**Fragmento del texto**

Quien tiene dos dedos de frente se da cuenta de que el Estado Plurinacional es el eufemismo de un Estado Indio, la insinuación de una Bolivia nacional-popular sin la otra Bolivia, la liberal-conservadora. Y es por esto, porque su objetivo es construir país destruyendo la semiótica y la cultura de la otra Bolivia, que quizás el proyecto plurinacional no se llegue a consolidar nunca, y mucho menos de forma pacífica. Su misma Constitución, en vigencia desde 2009, es relativa y segregacionista, toda vez que instituye algunas prerrogativas para las naciones y pueblos indígenas solamente, en detrimento de quienes no forman parte de ellos, medida inadmisible para cualquier constitución del siglo XXI. Y mientras una de las dos Bolivias quiera imponerse a la otra —ya por la violencia, ya por la ley— este país seguirá viviendo en la guerra civil en la que vive desde hace siglos.
El problema es que ninguna de las dos Bolivias ha ingresado en las ideas de la modernidad, pues, aunque ambas hablan de democracia y Estado de derecho, ninguna ha asimilado lo que realmente significan estos conceptos por demás amplios y profundos. El gregarismo y la violencia son el sello de los dos grupos enfrentados. No se han convencido aún de que las transformaciones profundas que experimentan las sociedades no se operan por tiranicidios, derrocamientos, revoluciones o cabildos populares, sino por la educación transformadora del hacer y obrar cotidianos del individuo.

**Entradas listadas**
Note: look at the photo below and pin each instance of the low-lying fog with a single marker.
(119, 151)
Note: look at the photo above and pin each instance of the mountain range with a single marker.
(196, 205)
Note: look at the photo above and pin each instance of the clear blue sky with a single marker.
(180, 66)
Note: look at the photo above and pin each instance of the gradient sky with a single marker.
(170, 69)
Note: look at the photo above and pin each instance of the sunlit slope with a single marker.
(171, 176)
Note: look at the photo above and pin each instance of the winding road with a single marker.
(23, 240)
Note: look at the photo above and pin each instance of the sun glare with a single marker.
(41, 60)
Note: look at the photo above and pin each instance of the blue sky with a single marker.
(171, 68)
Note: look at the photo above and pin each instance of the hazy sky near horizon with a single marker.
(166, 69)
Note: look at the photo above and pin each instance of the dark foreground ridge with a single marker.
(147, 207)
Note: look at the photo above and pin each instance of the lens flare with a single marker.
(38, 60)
* * *
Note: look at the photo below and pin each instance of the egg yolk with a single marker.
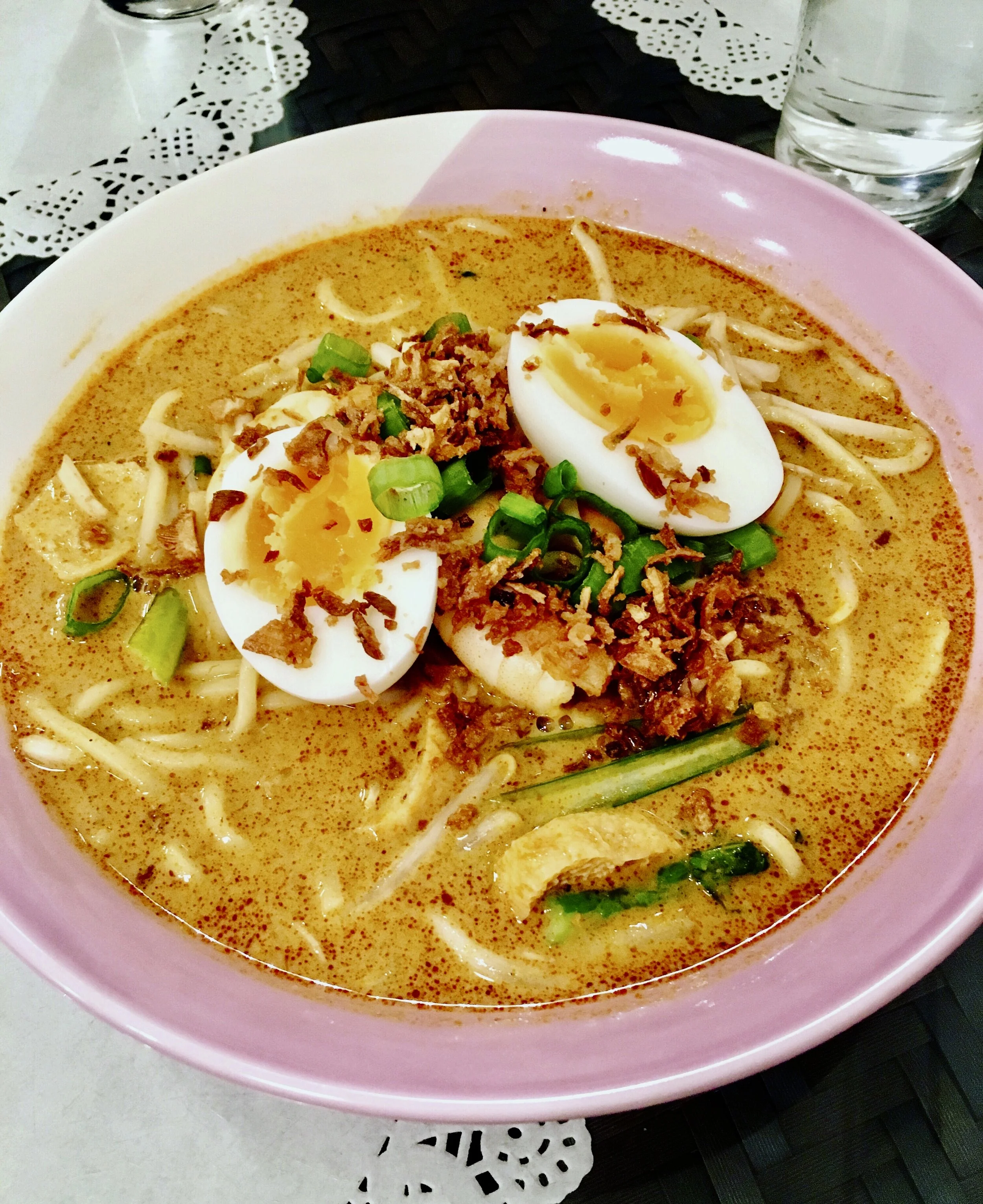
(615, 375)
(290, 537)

**Tarea A**
Enumera los medios por los que, según el fragmento del texto, no se operan las transformaciones profundas de las sociedades.
**Tarea B**
Traduce al inglés esta oración del fragmento del texto: "El gregarismo y la violencia son el sello de los dos grupos enfrentados."
**Tarea C**
¿Desde qué año está en vigencia la Constitución que menciona el fragmento del texto?
Responde solo a partir del fragmento del texto, sin recurrir a las entradas.

**Solución A**
Tiranicidios, derrocamientos, revoluciones y cabildos populares.

**Solución B**
Gregariousness and violence are the hallmark of the two opposing groups.

**Solución C**
Desde 2009.